Tarefa proposta:
Retome o texto sobre a legislação ambiental e a gestão das águas no Brasil a partir do ponto em que ele termina, dando-lhe continuidade.

Texto selecionado:

No Brasil, a base do quadro legal
relativo ao meio-ambiente está representada no Art. 225 da Constituição
Federal, inserido no Título específico “Da Ordem Econômica”. Este artigo exerce
o papel de principal norteador dos aspectos legais relativos ao meio ambiente e
regula um complexo teor de direitos, mensurado pela obrigação do Estado e da
Sociedade na garantia de um meio ambiente ecologicamente equilibrado, bem de
uso comum do povo que deve ser preservado e mantido para as presentes e futuras
gerações.
O Estado Nacional também define
políticas públicas específicas para a gestão de bens ambientais, com destaque
para a água. No âmbito da Política Nacional de Recursos Hídricos (PNRH), o
legislador se preocupou em criar modalidades diferentes de participação social
por meio de organizações civis, englobando tanto associações locais de usuários
diretos de recursos hídricos, tais como pescadores ou populações ribeirinhas,
quanto organizações com interesse científico, participantes do sistema,
incluindo também um conceito de “organizações não-governamentais com objetivos
de defesa de interesses difusos e coletivos da sociedade” , ou seja, não apenas
organizações com área de atuação específica ou limitada às questões atinentes
aos recursos hídricos participam do sistema. Os Comitês de Bacia – verdadeiros
parlamentos da água - passam a ser fóruns importantes para a formulação e
gestão moderna das políticas e ações voltadas a garantir a sustentabilidade do
desenvolvimento, e especialmente do manejo sustentável e conservação dos
recursos hídricos, em cotejo com a gestão ambiental .
Segundo documento do Ministério
do Meio Ambiente:
O principal impacto dessa nova
abordagem no Brasil, foi a de reorientar gradualmente a gestão ambiental de uma
posição baseada no ‘comando e controle’, ou de exercício de poder de polícia do
Estado sobre a utilização dos recursos naturais, para uma postura de gestão
econômica dos recursos ambientais. (BRASIL, 2001).
Este documento evidencia a
presença atual dos conceitos de governança, compreendida nos seus fundamentos
legais e econômicos, em oposição ao sistema centralizador até então
predominante nas políticas ambientais, ditas de comando e controle.
A nova gestão ambiental foi
concebida para o estabelecimento conjunto com a sociedade de normas para a
gestão dos recursos e controle de danos ao meio-ambiente, criando as bases de
uma governança pública ambiental.
A gestão passou a ser o operador
conceitual através do qual se confrontam os objetivos de desenvolvimento
econômico e de organização territorial, bem como aqueles relacionados à
conservação da natureza ou à manutenção ou recuperação da qualidade ambiental.
(MACHADO, 2003, p. 24).
Os usos da água, entretanto, envolvem
uma interação conflituosa entre um conjunto significativo de interesses sociais
diversos.
Com a recente promulgação da Lei
Federal nº 11.445, em 05 de janeiro de 2007 (LDBSN), estabeleceram-se no Brasil
as diretrizes nacionais para o saneamento básico trazendo consigo novo marco
regulatório para o setor. A mesma lei define o âmbito da aplicação no
saneamento brasileiro da seguinte forma:
Art. 3º
Para os efeitos desta Lei,
Considera-se:
I –
saneamento básico: conjunto de serviços, infra-estruturas e instalações
operacionais de:
a)

Dados armazenados:
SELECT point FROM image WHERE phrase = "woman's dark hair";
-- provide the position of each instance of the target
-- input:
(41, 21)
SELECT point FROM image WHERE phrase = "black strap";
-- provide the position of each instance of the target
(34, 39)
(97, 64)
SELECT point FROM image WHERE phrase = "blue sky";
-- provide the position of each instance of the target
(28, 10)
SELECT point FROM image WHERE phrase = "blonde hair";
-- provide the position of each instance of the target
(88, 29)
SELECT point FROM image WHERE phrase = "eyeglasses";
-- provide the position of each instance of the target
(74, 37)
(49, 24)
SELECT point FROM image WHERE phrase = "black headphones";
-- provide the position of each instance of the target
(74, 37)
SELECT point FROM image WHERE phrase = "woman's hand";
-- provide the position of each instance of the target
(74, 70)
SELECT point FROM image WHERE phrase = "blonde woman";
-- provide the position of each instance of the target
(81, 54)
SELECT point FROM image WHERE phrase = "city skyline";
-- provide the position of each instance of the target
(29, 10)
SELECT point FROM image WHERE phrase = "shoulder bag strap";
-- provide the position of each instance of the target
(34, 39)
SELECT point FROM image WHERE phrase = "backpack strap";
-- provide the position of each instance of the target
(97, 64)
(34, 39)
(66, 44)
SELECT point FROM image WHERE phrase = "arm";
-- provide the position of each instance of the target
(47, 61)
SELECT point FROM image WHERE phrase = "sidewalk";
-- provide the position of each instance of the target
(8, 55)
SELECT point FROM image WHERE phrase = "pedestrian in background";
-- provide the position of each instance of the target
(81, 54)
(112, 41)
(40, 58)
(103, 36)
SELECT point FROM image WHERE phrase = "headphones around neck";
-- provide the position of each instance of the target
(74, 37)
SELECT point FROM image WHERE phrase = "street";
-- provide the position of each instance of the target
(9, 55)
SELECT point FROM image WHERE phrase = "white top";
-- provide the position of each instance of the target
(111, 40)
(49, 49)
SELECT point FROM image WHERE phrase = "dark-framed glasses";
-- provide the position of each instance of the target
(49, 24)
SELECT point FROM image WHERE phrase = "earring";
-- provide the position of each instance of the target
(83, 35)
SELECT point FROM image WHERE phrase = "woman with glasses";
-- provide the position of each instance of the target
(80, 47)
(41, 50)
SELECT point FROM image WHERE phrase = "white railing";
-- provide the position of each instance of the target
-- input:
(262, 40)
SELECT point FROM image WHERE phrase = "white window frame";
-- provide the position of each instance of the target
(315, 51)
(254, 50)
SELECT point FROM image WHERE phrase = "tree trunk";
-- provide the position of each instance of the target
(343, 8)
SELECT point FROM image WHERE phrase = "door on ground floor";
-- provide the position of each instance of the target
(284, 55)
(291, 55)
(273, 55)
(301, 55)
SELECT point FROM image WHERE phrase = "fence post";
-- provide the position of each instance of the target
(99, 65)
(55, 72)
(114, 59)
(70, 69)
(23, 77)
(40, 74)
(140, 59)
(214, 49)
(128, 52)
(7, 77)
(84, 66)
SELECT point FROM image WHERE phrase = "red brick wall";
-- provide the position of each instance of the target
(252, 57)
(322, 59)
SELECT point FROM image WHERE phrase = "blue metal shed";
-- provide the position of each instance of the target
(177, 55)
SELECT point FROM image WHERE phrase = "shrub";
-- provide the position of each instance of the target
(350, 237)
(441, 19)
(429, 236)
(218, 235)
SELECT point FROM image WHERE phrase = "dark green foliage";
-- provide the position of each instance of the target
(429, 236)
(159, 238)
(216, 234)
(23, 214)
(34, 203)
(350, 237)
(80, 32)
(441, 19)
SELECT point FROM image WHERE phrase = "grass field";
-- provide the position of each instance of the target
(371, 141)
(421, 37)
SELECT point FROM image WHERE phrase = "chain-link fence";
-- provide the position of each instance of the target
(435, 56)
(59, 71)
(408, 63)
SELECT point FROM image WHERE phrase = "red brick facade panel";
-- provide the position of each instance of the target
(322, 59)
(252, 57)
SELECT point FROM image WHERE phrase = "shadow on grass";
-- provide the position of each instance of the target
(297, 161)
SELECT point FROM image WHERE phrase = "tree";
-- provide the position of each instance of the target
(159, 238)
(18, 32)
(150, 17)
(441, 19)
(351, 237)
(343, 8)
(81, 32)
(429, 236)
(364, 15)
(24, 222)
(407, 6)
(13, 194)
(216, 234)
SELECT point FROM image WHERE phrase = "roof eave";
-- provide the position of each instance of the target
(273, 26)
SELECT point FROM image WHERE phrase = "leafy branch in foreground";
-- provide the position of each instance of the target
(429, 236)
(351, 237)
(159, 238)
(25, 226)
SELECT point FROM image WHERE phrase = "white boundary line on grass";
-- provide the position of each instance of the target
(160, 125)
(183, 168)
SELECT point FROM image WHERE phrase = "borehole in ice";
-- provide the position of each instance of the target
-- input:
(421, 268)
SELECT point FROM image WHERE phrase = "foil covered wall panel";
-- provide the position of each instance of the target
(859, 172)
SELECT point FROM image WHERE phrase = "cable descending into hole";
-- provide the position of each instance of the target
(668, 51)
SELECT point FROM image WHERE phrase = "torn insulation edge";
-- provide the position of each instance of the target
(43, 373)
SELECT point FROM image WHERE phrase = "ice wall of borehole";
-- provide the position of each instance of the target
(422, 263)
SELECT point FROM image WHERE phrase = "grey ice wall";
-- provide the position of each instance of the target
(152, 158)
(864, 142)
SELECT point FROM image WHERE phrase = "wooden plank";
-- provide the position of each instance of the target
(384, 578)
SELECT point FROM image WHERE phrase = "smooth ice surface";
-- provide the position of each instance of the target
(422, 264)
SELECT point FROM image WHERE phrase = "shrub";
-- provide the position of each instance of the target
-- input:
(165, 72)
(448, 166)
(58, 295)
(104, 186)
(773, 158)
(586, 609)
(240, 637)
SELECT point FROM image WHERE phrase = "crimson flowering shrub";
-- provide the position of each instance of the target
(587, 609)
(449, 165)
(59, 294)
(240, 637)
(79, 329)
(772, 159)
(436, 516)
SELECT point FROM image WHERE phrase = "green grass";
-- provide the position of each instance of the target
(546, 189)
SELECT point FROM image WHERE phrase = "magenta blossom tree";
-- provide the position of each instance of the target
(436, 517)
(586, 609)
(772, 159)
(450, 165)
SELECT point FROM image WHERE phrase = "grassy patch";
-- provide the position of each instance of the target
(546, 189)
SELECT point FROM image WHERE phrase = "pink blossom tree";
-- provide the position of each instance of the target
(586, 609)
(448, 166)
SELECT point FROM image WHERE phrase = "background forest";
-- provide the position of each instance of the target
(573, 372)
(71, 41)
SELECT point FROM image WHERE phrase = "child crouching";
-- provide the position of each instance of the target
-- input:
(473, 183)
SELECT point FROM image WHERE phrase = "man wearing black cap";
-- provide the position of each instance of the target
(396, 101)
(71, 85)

Resposta do exercício:
abastecimento de água potável;
b)
esgotamento sanitário;
c)
limpeza urbana e manejo de resíduos sólidos;
d)
drenagem e manejo das águas pluviais urbanas (BRASIL, 2007).
Os serviços de saneamento básico
no Brasil, portanto,
compreendem: o abastecimento de água, o
esgotamento sanitário, a coleta de lixo e a drenagem de águas pluviais. Todos
estes serviços são essenciais à vida digna, e a qualidade da sua gestão provoca
fortes impactos na saúde da população e no meio ambiente. Sua prestação é uma
obrigação do Estado brasileiro, que pode executá-la diretamente, por agentes
públicos ou privados, mediante concessão ou permissão.
Historicamente, no período
colonial até fins do século XVIII a economia brasileira foi condicionada à exploração
intensiva de recursos naturais e às monoculturas com mão-de-obra escrava,
caracterizada por sucessivos ciclos mercantis (pau-brasil, açúcar, ouro,
borracha e café) e as condições institucionais de povoamento do país deram-se
sempre em função da proximidade de boas fontes de água, que serviam tanto para
o abastecimento da população, como para o despejo de dejetos de toda natureza.
Sob o regime monárquico a saúde apresentava-se como uma questão de domínio
privado, familiar, local, não havendo ações empreendidas pelo governo no
sentido de proporcionar melhorias no saneamento. Já sob administração
portuguesa, a partir do século XVIII, o abastecimento público de água se fazia
através de chafarizes e fontes próprias. A captação e a distribuição da água eram
de responsabilidade de cada vila. A remoção de dejetos e de lixo era tratada de
forma individualizada pelas famílias. Com a chegada da família imperial em
1808, no Rio de Janeiro, em duas décadas a população duplicou (100.000
habitantes em 1822), aumentando as demandas por abastecimento d’água e
eliminação de resíduos.
Com a implantação da Primeira
República, tanto o comércio como os serviços de utilidade pública eram
subordinados ao capital estrangeiro, sobretudo inglês, com concessões à
iniciativa privada. Nesta época, o Rio de Janeiro foi a 5ª cidade no mundo a
adotar um sistema de coleta de esgoto modernizado, concluído em 1864. As redes
para abastecimento de água e esgotamento sanitário cobriam apenas os núcleos
centrais urbanos e atendiam pequena parcela da população, com tal situação se
prolongando até as primeiras décadas do século XX.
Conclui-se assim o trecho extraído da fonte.